# Provided text
=== Section Start ===

Climate change is changing the way trees grow. Here's how

As global temperatures rise, trees in colder areas are benefiting from an extended growing season. A longer growing season results in thicker growth rings and, as a result, higher overall wood production.

However, studies suggest that longer growing seasons contribute to weakening the wood, making trees structurally weaker. The poor quality of wood means that trunks break more easily.

We are forest ecologists who specialize in the anatomy and growth of wood. Let’s examine the most recent scientific studies available to try to map the future of our forests and analyze how the changing growing season is determining the characteristics of the wood produced.

Wood is the product of the progressive accumulation of cells — xylem cells — in trees. The purpose of this accumulation is to renew the sap transport system and to provide mechanical support for the stem (trunk), branches and leaves.

A tree ring is the product of a growing season which, in temperate and boreal environments, runs from spring to autumn. Each year a new growth ring is formed. The thickness of a ring is dependent on a combination of factors inherent to the tree (its species and genetic factors) and environmental factors (such as soil type, sun exposure, climate and competition between neighbouring trees).

In some species, especially in conifers, it can be quite easy to distinguish the rings from each other. This is due to the fact that during the growing season the tree produces two types of wood, characterized by cells with different forms and functions.

In spring, the tree produces many large, light-coloured cells with a thin cell wall. This part of the annual ring is called “earlywood.” In late summer, growth slows down. The cells become smaller, but their walls become thicker. This “latewood” is the darker portion of the annual ring.

The characteristics of the cells of wood are particularly important and are of great interest in ecological and economic terms. First of all, wood cell walls stock most of the carbon assimilated from the atmosphere by trees. Thus, a thicker cell wall means the tree is absorbing a greater amount of carbon. Secondly, the ratio of the number of earlywood cells to latewood cells determines the density of the wood, and, therefore, its potential use and material value.

Over the past century, in the temperate regions of North America and Europe, trees have shown a faster growth rate, up to 77 per cent higher than in the previous century. This increase is related to the production of thicker growth rings.

At first sight, faster growth could be interpreted as higher biomass production, which would lead to a higher carbon storage capacity and, therefore, a greater contribution of our forests to the fight against climate change. In other words, a higher growth rate could mean that more wood would be available for our different needs.

But as William Shakespeare wrote: “Oft expectation fails, and most oft there where most it promises.”

A study by the Technical University of Munich in Germany analyzed the growth rate of trees and the characteristics of their wood over the last century. They found that as the growth rate increased, the density of the wood dropped by eight to 12 per cent.

Furthermore, as wood density decreased, their carbon content also decreased by about 50 per cent. This suggested that the trees extracted less carbon dioxide (CO2) from the atmosphere.

In addition to a reduced capacity to absorb and store atmospheric carbon, reduced wood density can weaken the structural strength of the stems. Wood fulfils the important function of supporting trees. Reducing its density is therefore accompanied by a lower resistance to mechanical stresses that might come from wind or the effect of gravity on steep slopes.

To complicate matters further, another recent study has shown an association between growth and lifespan in trees: fast-growing trees have a shorter life expectancy.

=== Section End ===

# Given records
=== Section Start ===

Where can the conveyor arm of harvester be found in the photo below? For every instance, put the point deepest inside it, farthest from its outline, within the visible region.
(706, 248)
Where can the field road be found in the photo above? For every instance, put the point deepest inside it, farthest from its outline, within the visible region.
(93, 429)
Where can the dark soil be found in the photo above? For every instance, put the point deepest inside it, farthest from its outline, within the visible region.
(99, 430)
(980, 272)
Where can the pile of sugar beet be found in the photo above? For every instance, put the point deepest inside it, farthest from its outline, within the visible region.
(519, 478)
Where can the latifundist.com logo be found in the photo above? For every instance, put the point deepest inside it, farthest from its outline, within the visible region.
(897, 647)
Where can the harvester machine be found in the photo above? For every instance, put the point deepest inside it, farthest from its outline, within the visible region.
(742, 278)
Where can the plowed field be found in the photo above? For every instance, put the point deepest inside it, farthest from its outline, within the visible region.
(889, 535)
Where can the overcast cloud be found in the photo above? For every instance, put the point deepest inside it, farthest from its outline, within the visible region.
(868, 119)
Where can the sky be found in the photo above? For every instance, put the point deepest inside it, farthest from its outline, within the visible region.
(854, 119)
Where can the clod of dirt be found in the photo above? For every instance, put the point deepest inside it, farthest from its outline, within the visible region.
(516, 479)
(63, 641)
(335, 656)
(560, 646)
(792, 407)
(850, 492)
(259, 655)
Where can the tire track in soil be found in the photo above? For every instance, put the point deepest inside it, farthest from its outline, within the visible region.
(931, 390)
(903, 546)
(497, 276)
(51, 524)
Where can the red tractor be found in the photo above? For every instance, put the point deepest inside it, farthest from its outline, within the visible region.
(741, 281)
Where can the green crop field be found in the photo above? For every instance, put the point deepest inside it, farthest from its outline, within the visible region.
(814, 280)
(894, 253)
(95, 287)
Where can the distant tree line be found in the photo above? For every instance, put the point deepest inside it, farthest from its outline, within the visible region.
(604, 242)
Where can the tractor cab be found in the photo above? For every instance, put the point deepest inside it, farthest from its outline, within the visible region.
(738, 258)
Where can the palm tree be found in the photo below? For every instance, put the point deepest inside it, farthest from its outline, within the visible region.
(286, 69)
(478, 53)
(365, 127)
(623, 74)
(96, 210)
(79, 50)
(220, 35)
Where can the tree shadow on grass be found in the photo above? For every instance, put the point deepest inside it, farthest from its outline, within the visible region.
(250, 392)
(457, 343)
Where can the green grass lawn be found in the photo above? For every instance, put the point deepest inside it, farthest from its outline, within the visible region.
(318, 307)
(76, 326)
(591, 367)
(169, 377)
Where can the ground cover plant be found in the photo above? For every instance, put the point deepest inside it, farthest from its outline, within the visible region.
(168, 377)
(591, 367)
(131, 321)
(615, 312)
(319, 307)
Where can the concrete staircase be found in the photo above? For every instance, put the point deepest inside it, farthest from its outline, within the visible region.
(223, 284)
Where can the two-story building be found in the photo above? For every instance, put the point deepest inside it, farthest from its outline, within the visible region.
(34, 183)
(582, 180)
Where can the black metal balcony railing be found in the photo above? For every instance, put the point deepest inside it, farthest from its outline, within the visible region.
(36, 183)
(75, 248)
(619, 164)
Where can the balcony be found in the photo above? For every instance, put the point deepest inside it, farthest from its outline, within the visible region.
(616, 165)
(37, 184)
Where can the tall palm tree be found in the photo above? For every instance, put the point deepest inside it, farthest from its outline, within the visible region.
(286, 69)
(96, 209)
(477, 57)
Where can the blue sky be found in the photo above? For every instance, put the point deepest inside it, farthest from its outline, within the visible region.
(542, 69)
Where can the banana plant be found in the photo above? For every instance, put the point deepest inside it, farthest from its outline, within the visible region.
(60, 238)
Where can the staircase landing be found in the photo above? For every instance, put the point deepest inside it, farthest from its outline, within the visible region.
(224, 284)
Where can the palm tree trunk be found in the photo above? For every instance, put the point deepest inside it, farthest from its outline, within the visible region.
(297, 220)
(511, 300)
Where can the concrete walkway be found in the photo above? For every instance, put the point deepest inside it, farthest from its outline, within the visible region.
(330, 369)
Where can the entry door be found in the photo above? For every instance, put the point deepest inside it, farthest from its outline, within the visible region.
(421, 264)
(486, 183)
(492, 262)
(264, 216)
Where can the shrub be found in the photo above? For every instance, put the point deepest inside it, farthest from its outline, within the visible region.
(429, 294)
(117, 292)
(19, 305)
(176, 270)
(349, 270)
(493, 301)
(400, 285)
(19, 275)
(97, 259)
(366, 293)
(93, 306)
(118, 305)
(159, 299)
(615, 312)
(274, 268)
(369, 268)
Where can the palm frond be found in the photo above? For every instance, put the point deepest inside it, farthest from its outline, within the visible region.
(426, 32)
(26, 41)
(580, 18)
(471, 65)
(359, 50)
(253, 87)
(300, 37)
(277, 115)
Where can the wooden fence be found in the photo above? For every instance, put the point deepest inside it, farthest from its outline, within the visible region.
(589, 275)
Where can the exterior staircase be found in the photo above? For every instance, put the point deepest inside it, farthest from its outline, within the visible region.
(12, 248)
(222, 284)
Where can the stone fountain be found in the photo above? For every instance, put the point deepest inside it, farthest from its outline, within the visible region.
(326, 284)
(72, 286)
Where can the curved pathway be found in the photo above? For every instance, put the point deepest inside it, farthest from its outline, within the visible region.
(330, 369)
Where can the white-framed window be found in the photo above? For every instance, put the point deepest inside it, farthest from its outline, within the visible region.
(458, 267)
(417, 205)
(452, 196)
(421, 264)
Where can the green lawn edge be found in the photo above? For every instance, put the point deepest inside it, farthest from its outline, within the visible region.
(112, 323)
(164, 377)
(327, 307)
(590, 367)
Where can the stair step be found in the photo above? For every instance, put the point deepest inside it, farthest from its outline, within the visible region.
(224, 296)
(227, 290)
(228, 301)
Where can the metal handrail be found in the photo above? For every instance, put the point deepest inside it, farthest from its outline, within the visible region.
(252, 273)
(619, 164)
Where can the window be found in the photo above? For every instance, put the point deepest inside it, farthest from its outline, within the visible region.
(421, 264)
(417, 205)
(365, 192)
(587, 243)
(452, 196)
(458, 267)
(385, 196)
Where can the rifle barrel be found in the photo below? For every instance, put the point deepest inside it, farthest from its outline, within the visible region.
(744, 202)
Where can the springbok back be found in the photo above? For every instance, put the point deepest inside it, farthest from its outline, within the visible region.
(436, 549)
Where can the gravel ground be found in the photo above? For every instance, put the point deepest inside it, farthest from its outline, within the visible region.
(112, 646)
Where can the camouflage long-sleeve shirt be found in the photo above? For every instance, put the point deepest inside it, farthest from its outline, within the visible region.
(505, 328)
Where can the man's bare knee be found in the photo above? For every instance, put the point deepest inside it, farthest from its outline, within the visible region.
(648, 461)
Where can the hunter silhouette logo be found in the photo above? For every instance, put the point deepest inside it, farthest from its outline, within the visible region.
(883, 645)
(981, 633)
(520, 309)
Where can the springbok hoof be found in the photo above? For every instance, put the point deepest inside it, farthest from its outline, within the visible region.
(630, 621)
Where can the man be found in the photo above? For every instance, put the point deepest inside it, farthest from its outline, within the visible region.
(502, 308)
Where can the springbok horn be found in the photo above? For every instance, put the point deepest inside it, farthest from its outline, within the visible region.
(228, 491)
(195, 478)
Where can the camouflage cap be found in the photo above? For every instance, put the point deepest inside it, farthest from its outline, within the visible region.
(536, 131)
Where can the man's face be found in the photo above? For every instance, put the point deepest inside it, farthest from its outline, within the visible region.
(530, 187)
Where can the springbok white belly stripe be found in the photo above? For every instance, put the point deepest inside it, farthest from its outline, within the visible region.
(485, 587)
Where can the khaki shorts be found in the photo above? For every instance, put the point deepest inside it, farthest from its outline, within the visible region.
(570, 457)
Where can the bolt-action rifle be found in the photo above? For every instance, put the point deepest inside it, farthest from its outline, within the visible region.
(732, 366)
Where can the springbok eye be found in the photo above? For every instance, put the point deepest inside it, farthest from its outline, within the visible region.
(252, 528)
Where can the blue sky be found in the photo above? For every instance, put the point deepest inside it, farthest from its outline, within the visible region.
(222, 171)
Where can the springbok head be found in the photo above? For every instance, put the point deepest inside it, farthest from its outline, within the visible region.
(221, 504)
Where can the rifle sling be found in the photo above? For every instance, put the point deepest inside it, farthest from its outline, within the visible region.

=== Section End ===

# Brief
Set down, word for word, the stretch of the article on climate change and tree growth from "But as William" through "on steep slopes.".

# Answer to this problem
But as William Shakespeare wrote: “Oft expectation fails, and most oft there where most it promises.”

A study by the Technical University of Munich in Germany analyzed the growth rate of trees and the characteristics of their wood over the last century. They found that as the growth rate increased, the density of the wood dropped by eight to 12 per cent.

Furthermore, as wood density decreased, their carbon content also decreased by about 50 per cent. This suggested that the trees extracted less carbon dioxide (CO2) from the atmosphere.

In addition to a reduced capacity to absorb and store atmospheric carbon, reduced wood density can weaken the structural strength of the stems. Wood fulfils the important function of supporting trees. Reducing its density is therefore accompanied by a lower resistance to mechanical stresses that might come from wind or the effect of gravity on steep slopes.